**** Exercise material ****
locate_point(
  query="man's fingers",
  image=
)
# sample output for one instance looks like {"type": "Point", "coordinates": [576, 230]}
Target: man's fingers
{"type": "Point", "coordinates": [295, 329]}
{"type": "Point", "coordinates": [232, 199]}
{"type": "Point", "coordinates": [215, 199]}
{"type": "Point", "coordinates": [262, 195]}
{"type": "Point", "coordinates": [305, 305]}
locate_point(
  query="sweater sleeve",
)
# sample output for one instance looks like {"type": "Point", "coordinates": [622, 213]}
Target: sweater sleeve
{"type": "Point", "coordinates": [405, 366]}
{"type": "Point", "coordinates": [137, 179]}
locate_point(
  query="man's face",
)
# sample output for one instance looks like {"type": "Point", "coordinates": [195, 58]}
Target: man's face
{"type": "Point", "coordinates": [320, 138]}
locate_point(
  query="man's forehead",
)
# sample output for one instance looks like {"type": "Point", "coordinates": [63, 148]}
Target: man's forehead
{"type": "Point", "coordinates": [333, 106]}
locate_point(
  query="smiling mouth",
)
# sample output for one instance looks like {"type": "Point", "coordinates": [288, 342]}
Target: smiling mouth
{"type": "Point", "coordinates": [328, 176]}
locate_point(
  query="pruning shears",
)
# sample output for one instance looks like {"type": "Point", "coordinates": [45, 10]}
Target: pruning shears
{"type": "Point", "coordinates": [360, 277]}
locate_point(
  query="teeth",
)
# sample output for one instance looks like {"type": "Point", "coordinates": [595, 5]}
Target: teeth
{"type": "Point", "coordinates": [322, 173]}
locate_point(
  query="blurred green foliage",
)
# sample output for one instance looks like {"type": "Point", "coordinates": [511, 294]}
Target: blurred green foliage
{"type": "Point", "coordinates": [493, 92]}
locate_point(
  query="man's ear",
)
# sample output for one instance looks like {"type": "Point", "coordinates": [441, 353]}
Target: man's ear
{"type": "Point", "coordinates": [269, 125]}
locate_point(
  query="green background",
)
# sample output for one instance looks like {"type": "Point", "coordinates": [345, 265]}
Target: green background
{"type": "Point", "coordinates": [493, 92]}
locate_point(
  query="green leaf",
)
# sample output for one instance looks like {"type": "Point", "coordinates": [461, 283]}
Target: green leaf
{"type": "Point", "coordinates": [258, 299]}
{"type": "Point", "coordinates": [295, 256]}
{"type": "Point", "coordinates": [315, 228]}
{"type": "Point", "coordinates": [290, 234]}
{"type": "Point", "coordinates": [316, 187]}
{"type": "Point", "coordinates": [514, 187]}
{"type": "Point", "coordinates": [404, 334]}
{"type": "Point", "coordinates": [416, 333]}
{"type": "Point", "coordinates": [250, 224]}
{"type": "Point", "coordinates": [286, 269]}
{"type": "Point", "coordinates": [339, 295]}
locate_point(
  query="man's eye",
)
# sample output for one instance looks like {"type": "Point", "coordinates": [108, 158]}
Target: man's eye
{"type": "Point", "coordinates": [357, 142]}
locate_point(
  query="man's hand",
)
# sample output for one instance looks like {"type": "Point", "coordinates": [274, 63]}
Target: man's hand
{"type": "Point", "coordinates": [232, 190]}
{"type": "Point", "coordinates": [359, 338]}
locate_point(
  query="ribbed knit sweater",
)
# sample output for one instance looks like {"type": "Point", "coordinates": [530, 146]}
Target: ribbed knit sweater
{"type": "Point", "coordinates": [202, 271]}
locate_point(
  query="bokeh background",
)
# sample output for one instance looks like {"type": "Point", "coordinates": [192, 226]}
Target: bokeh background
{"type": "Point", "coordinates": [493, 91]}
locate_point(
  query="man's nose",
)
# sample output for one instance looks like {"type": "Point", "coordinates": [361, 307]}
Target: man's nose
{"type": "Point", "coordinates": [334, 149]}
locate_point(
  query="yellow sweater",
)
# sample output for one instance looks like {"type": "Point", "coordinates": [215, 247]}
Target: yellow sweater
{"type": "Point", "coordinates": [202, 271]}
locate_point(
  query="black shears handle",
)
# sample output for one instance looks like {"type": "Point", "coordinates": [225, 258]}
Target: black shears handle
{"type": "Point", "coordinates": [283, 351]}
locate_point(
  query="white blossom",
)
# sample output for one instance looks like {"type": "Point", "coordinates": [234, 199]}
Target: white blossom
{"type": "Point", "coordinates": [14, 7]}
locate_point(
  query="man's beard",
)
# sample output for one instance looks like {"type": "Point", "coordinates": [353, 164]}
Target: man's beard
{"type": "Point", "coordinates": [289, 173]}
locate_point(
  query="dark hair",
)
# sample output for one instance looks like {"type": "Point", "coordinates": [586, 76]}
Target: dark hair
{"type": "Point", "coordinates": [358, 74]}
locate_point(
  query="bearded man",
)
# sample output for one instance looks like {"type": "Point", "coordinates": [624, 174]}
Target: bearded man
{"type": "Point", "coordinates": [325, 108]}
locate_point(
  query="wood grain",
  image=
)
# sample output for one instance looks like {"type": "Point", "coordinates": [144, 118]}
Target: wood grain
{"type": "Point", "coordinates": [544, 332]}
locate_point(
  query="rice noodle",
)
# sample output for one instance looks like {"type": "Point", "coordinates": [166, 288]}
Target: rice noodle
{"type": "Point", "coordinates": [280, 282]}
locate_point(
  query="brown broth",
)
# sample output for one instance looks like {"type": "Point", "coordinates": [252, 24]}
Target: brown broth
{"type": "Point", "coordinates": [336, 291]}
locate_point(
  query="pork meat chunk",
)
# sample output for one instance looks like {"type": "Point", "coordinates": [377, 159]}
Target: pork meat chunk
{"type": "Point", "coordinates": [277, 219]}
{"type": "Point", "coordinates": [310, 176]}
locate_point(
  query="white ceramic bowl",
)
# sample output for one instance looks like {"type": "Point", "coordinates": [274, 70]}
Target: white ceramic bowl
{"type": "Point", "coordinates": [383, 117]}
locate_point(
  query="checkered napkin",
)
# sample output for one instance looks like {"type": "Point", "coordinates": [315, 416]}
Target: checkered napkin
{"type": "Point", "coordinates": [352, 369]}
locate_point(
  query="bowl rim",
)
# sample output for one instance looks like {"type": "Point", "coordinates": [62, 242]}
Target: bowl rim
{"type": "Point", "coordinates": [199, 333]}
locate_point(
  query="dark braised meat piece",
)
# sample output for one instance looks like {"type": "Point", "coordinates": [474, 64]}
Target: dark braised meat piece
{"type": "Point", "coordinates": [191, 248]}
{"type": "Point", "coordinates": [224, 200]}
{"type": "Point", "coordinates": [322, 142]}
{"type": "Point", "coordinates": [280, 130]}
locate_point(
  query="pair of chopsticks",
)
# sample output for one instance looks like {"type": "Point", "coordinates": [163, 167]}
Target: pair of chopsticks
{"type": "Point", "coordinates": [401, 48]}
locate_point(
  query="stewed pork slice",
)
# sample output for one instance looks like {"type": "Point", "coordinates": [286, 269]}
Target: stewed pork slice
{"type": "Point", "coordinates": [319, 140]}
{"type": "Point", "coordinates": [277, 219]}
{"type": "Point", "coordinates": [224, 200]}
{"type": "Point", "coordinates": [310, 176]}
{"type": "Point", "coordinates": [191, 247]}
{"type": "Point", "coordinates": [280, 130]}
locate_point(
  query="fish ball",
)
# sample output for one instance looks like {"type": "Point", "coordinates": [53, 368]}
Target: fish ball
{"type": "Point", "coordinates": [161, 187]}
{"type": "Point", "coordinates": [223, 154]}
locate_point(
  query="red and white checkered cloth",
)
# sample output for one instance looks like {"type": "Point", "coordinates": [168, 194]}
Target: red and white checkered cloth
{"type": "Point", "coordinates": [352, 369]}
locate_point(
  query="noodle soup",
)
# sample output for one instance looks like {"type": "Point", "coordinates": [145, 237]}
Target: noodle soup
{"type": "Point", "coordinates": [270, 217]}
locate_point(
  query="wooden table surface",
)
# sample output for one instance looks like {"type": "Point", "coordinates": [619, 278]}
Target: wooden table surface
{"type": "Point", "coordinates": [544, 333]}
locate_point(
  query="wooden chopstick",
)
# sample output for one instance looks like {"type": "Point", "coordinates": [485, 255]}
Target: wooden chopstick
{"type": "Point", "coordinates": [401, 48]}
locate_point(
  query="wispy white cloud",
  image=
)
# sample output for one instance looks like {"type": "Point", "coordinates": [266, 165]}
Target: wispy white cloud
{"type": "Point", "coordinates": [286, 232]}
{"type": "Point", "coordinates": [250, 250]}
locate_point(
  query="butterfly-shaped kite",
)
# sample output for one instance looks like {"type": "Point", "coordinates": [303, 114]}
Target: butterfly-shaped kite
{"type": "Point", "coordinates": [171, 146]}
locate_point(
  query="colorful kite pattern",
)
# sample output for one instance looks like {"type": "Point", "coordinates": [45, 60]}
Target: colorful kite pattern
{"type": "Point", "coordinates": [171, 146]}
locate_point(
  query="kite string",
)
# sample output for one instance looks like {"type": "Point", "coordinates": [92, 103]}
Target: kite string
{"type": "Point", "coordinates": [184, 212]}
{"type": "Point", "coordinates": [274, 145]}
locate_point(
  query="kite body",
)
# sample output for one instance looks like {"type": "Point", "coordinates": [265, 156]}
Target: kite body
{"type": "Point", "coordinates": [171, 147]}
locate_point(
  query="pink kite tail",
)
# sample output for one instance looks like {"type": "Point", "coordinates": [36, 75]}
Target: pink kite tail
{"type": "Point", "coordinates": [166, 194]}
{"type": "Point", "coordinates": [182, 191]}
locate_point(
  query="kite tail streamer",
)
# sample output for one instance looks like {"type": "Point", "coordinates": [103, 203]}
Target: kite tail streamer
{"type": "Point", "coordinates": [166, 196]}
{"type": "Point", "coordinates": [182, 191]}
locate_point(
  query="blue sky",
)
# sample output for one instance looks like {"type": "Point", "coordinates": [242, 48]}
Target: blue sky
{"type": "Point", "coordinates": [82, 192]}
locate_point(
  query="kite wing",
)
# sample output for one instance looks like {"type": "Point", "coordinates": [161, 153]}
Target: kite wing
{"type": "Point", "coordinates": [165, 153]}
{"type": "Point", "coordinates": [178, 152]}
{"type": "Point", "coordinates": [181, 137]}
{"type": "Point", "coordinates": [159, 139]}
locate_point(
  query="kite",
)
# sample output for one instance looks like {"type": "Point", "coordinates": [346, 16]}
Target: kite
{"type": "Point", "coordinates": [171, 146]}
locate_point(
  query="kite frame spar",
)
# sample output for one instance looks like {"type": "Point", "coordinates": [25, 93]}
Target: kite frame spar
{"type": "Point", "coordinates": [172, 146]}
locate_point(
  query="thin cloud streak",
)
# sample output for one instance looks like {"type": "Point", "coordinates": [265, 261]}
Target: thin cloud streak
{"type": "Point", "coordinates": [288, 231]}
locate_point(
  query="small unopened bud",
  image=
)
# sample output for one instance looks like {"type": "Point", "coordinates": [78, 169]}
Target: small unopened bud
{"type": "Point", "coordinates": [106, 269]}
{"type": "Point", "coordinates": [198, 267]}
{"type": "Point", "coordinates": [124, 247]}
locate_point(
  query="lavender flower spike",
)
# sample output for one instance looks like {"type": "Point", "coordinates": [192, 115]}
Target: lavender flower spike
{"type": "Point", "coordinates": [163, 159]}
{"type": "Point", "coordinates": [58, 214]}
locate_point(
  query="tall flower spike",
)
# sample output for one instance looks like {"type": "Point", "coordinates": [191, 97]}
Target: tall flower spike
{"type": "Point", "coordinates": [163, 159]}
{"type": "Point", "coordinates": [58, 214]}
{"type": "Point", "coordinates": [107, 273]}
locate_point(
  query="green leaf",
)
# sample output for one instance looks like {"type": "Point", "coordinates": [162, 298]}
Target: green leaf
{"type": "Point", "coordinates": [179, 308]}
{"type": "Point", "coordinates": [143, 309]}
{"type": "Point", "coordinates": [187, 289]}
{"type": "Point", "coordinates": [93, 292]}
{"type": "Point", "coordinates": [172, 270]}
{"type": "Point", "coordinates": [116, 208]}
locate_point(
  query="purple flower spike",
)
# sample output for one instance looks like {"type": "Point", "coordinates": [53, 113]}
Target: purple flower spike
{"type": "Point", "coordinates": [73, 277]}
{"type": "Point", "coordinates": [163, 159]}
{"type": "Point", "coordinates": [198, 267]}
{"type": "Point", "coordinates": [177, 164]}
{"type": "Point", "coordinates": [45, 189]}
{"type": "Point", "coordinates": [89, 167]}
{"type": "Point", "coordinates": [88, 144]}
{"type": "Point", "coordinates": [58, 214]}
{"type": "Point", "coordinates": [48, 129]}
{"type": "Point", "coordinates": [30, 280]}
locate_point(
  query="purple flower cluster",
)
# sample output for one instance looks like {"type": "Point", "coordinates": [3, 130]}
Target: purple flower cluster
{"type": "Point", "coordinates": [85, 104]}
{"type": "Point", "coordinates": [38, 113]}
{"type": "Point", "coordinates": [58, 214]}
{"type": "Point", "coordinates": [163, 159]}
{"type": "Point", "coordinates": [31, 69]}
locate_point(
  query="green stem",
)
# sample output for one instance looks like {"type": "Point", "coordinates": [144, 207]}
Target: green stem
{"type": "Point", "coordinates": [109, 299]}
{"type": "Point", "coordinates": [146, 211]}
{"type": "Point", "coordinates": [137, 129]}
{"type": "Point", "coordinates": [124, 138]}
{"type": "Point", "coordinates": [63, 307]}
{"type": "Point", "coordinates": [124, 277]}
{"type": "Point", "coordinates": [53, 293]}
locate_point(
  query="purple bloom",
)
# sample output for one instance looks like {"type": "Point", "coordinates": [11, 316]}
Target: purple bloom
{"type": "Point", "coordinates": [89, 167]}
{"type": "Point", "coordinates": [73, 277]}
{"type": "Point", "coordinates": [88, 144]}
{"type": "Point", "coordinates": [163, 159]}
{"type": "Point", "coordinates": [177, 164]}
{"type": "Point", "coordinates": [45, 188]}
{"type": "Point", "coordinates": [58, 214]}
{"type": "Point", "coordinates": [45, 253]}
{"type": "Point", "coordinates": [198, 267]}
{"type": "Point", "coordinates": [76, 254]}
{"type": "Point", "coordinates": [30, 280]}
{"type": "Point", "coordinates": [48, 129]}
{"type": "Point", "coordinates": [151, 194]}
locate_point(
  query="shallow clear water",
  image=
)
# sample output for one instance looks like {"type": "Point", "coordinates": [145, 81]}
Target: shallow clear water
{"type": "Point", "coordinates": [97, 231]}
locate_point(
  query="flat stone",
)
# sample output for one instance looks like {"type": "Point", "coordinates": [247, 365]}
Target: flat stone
****
▶ What to do:
From the items above, copy each line that contains the word "purple". Case counts, so skip lines where the word appears only with different capitalization.

▶ Task response:
  query="purple flower spike",
Target: purple flower spike
  query="purple flower cluster",
Target: purple flower cluster
  query="purple bloom",
Target: purple bloom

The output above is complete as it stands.